> _Work to complete_:
Among the lines of this material, find those holding the word "trace" and report how many there are, with nothing added.

> _Exercise material_:
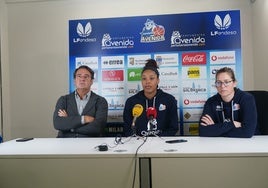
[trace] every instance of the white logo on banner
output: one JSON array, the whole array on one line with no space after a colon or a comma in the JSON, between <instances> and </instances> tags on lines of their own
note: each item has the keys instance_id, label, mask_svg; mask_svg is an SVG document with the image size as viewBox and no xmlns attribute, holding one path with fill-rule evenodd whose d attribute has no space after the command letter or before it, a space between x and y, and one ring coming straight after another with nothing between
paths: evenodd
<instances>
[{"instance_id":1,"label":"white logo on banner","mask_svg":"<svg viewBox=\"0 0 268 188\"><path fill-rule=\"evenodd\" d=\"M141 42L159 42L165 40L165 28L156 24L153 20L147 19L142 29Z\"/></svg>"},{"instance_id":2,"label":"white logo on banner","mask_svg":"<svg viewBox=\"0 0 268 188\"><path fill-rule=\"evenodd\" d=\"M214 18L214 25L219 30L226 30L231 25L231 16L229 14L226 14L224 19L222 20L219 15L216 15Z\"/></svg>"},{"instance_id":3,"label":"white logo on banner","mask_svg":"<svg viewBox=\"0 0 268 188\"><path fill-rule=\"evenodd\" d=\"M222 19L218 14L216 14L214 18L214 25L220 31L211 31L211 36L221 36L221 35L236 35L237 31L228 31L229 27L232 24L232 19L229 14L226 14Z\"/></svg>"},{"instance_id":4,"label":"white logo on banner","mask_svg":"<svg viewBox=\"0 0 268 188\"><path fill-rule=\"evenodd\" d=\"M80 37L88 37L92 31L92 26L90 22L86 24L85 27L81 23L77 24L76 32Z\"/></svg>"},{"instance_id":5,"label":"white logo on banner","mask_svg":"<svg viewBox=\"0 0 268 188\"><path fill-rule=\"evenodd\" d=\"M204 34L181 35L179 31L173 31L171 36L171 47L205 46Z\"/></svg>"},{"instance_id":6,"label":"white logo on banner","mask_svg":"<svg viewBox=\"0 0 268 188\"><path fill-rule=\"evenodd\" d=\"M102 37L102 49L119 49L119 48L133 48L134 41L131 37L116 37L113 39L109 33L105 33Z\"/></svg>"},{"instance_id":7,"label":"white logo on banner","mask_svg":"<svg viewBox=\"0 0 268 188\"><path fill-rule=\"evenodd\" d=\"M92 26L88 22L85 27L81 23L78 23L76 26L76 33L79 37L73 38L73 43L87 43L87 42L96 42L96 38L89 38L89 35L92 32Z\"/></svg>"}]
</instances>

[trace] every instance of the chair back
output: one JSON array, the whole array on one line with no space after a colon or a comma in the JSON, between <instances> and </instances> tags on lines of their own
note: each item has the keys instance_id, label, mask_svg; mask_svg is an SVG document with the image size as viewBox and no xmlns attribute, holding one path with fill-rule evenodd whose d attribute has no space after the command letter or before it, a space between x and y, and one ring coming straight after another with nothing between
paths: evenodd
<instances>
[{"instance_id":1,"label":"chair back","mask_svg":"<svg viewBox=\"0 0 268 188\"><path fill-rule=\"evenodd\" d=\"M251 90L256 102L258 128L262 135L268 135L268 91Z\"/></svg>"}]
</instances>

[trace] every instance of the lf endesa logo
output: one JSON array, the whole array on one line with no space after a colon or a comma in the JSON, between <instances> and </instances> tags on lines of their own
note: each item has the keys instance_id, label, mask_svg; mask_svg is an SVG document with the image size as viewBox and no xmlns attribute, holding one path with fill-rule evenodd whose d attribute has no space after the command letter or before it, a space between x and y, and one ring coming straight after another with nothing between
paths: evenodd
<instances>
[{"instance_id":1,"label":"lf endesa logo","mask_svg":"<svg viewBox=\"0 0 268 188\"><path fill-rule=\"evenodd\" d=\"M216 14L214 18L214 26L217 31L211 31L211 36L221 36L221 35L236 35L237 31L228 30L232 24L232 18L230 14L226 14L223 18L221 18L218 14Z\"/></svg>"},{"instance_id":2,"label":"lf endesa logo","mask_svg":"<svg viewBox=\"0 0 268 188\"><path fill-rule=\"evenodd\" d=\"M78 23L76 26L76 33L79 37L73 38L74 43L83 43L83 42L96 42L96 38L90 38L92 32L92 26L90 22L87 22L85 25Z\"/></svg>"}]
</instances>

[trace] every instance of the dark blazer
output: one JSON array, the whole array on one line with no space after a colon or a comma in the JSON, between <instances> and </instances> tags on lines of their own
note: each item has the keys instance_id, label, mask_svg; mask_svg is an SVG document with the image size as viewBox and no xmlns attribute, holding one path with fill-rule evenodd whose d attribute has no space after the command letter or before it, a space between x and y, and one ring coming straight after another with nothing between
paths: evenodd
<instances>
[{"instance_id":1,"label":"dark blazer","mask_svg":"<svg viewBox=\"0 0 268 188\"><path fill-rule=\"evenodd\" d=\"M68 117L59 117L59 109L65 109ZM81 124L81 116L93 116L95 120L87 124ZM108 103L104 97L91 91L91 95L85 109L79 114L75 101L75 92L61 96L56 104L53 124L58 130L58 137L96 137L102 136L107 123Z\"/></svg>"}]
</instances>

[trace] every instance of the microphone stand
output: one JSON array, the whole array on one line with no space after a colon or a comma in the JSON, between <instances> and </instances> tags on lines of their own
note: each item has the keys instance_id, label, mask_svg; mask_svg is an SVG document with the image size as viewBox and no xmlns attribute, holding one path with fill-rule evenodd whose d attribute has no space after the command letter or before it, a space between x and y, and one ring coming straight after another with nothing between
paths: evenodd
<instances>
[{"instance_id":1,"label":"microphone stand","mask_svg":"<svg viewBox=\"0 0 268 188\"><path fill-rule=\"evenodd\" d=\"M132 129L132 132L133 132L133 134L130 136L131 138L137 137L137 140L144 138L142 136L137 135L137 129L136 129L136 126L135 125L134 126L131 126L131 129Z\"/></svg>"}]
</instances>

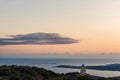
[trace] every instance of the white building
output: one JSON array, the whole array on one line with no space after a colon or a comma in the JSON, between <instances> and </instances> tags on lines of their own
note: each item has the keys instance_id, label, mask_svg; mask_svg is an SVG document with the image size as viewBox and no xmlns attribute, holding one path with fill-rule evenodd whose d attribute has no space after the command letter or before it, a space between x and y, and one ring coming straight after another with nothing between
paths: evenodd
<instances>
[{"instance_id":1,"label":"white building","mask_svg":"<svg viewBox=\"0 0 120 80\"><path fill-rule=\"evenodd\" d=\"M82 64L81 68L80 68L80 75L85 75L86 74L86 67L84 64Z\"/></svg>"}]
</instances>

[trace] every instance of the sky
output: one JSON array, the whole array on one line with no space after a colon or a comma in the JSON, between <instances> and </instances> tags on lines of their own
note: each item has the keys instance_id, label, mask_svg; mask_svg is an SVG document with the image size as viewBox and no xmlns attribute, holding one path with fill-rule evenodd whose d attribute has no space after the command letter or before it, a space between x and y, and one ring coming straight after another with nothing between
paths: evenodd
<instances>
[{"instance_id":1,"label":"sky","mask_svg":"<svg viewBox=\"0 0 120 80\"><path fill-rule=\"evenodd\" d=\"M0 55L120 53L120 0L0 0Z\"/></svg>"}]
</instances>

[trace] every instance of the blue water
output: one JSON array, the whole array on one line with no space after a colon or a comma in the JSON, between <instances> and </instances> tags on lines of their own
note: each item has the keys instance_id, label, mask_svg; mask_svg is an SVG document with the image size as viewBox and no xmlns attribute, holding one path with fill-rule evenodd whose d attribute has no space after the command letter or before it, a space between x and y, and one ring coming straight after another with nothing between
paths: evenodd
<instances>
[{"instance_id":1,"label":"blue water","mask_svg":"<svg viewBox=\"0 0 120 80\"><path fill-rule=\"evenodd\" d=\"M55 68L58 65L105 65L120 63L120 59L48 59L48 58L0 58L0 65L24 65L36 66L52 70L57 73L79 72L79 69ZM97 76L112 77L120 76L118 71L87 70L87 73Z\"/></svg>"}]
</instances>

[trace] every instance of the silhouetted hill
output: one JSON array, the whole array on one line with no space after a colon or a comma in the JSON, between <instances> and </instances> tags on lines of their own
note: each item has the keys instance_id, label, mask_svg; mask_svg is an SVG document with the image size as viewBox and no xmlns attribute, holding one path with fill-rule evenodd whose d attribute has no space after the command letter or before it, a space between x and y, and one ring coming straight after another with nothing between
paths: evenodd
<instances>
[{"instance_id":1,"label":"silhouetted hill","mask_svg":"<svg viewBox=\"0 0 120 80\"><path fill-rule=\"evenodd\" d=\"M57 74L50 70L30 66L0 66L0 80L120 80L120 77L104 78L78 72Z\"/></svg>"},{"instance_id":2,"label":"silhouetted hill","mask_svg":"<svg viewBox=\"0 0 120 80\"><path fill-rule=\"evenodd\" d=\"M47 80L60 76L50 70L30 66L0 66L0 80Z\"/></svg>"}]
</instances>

> _Result_:
9